• **Kutipan Dokumen**

Sekali lagi, murid-murid mempunyai kesulitan kapan mereka mengekspresikan belas kasihan, kesabaran dan kapan mereka juga mengekspresikan kalimat-kalimat penghukuman. Injil yang sejati tidak mungkin tanpa kalimat-kalimat kutukan atau kalimat celaka, ini pararel dengan kalimat-kalimat bahagia. Kalau boleh perbandingan dengan injil Matius (dalam perikop yang lain), Lukas adalah injil yang bukan hanya mencatat kalimat sabda bahagia, tetapi di dalam versi Lukas, kita juga membaca sabda celaka, bukan berarti Matius lebih humanis daripada Lukas, dua-duanya di dalam kepenuhan Roh Kudus. Tapi agaknya Lukas adalah seorang penginjil yang sangat unik dipakai oleh Tuhan, di dalam hal ini memberitakan secara pararel, gambaran antara kalimat-kalimat bahagia dengan kalimat celaka. Waktu Matius mengatakan, berbahagialah orang yang miskin di dalam RohNya (dalam bahasa Indonesia dituliskan, dihadapan Allah), Lukas menambahkan, berbahagialah mereka yang miskin, tetapi juga, celakalah kamu yang kaya. Saya tertarik dengan orang-orang puritan, mereka bukan hanya menyampaikan kalimat berkat, tetapi juga kalimat kutukan, mereka menyampaikan secara pararel kalimat berkat dan kutukan. Kalimat kutukan bukan tidak ada di dalam alkitab, Paulus pernah mengatakan kalimat yang keras sekali, terkutuklah mereka yang tidak mengasihi Yesus, itu kalimat luar biasa keras, berkat bagi kita yang struggle dalam pengikutan kita akan Tuhan, tetapi kutukan bagi mereka yang tidak mempedulikan Tuhan.

• **Data yang Ditampilkan**
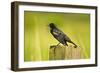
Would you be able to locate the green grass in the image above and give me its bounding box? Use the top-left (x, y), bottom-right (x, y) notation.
top-left (24, 11), bottom-right (90, 61)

• **Tugas yang Dikerjakan**
1. Dalam kutipan dokumen tentang sabda bahagia dan sabda celaka, kalimat apa yang ditambahkan Lukas selain "berbahagialah mereka yang miskin"?
2. Tuliskan lanjutan kutipan dokumen tentang sabda bahagia dan sabda celaka, dimulai setelah kalimat terakhirnya.

• **Jawaban Latihan**
1. Lukas menambahkan kalimat "celakalah kamu yang kaya".

2.
Maka ketika kita membaca di dalam bagian ini, kalimat-kalimat yang keras diucapkan kepada Khorazim, Betsaida, bahkan di dalam satu perbandingan yang sangat vulgar, Tirus dan Sidon, itu kota-kota yang sudah ditinggalkan di dalam saat pelayanan Yesus. Ini kota-kota yang sudah sangat memprihatinkan, kota-kota yang melawan Tuhan. Tetapi di dalam perbandingan ini dikatakan, bahkan dosa-dosa yang terjadi di Tirus dan Sidon atau karena bagaimana sikap mereka akan menjadi receptive seandainya saja mujizat terjadi di tengah-tengah mereka, tidak bisa dibandingkan dengan kekerasan hati kota-kota yang dilayani oleh Yesus Kristus. Ini sesuatu yang ironis, waktu ada kota-kota yang di dalam kedaulatan Tuhan justru dikunjungi oleh Yesus Kristus sendiri, tetapi mereka menolak, mereka tidak menerima dan mereka tidak mengindahkan berita Kerajaan Allah, sehingga kecelakaan akan menimpa mereka. Sekali lagi, waktu kita membaca poin ini, Yesus menahan bagian ini sampai kepada hari eskatologis dan bukan segera, dalam bagian ini kita melihat kematangan seorang kristen, seorang percaya, bukan takut, lalu tidak ada kalimat penghakiman. Tetapi bersamaan dengan itu juga menyerahkan penghakiman itu kepada Tuhan dan dengan sabar menyatakan penghakiman Tuhan dinyatakan pada waktunya.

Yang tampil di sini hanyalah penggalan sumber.